Continue the passage about the Senate fight over drug reimportation, starting after its last sentence.

--- TEXT SHOWN ---

════════════════════

On Tuesday, the matter came to the Senate floor — and President Obama forgot the “no, thanks” part. Siding with the pharmaceutical lobby, the administration successfully fought against the very idea Obama had championed.
“It’s got to be a little awkward,” said Sen. Tom Carper (D-Del.).
How bad did it get? John McCain wound up as the voice of populism:
He also said during his presidential campaign that he wanted to “let Medicare negotiate for lower prices” for drugs. White House Chief of Staff Rahm Emanuel, when he was in Congress, also championed reimportation. Yet now, after their successful battle against it, the two are expected to fight off a similar legislative effort to allow Medicare to negotiate for lower drug prices.
Even before the vote came, it had become clear that President Obama’s aides had the votes to kill the proposal Senator Obama once co-sponsored. This, said Sen. John McCain (R-Ariz.), “contributes to the enormous cynicism on the part of the American people about the way we do business here.” To Dorgan, he pledged: “I will be by his side as we go back and back and back again on this issue until justice and fairness is done and we defeat the special interests of the pharmaceutical industry which have taken over the White House and will take over this vote.”

════════════════════

--- COLLECTED DATA ---
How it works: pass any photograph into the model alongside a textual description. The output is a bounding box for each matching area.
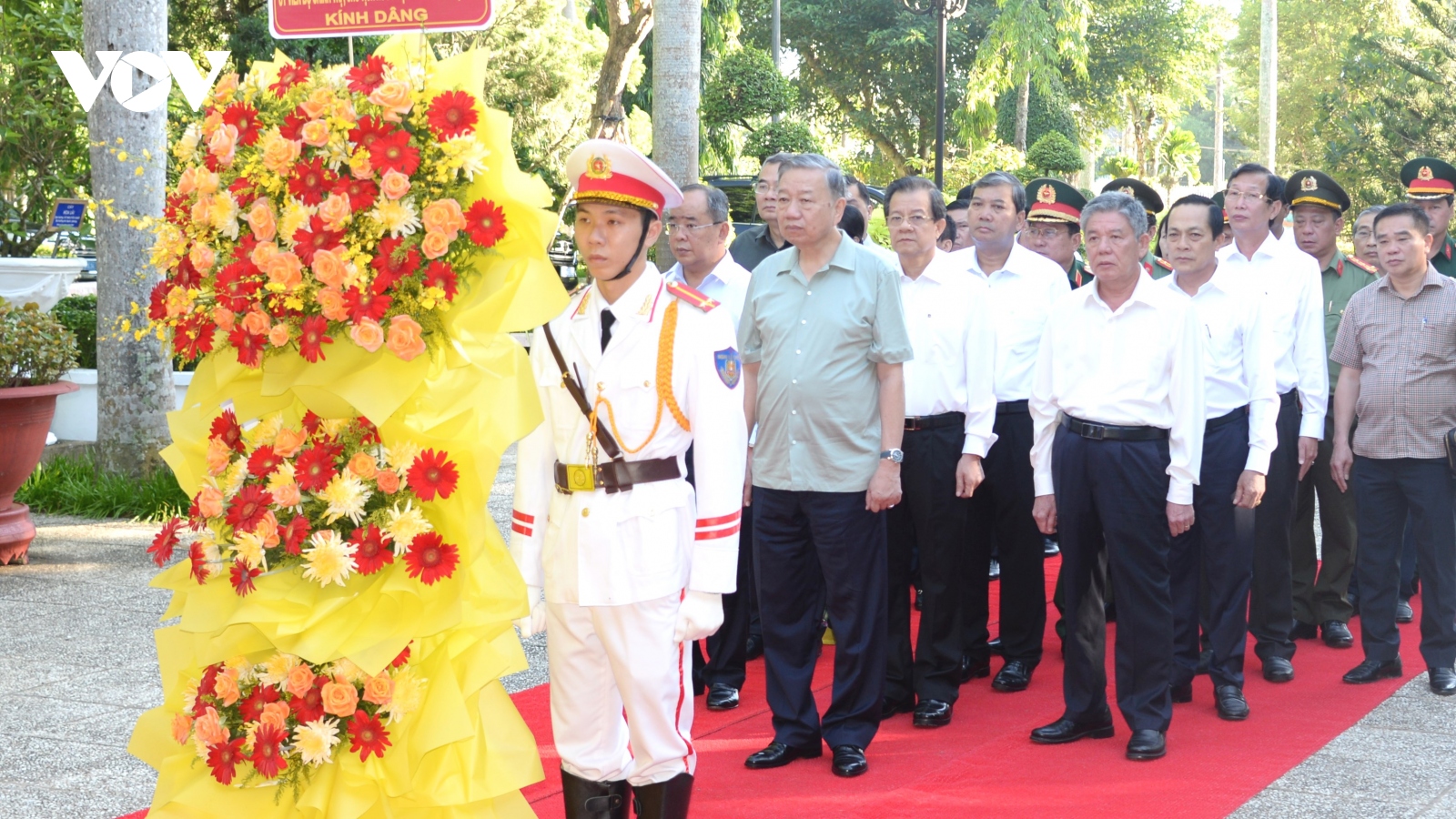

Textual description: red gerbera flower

════════════════════

--- TASK RESULT ---
Milbank and Democrats would have an easier task in counting the promises Obama keeps. Thus far, he’s managed to mostly keep his word on Afghanistan, and, um … now, give me a minute …
There are good reasons for this reversal. First, the administration already got $80 billion in concessions from the pharmaceutical industry and their support for ObamaCare, although Nancy Pelosi and Harry Reid may put both in jeopardy by reneging on the White House’s deal. Second, the Canadian prices are artificially low, the result of Canadian intervention. The pharmaceuticals make up the difference in the US, which allows them to pursue a lot of R&D that only has about a 10% success rate. Forcing them to sell at artificially low prices will mean a lot less R&D, much less capital to pursue new cures, and the stagnation of health care rather than progress.
Of course, it would have been better for Obama to inform himself better before issuing foolish campaign promises that he would later have to reverse. But that would have meant less populist pap, and probably would have put Hillary Clinton in the White House.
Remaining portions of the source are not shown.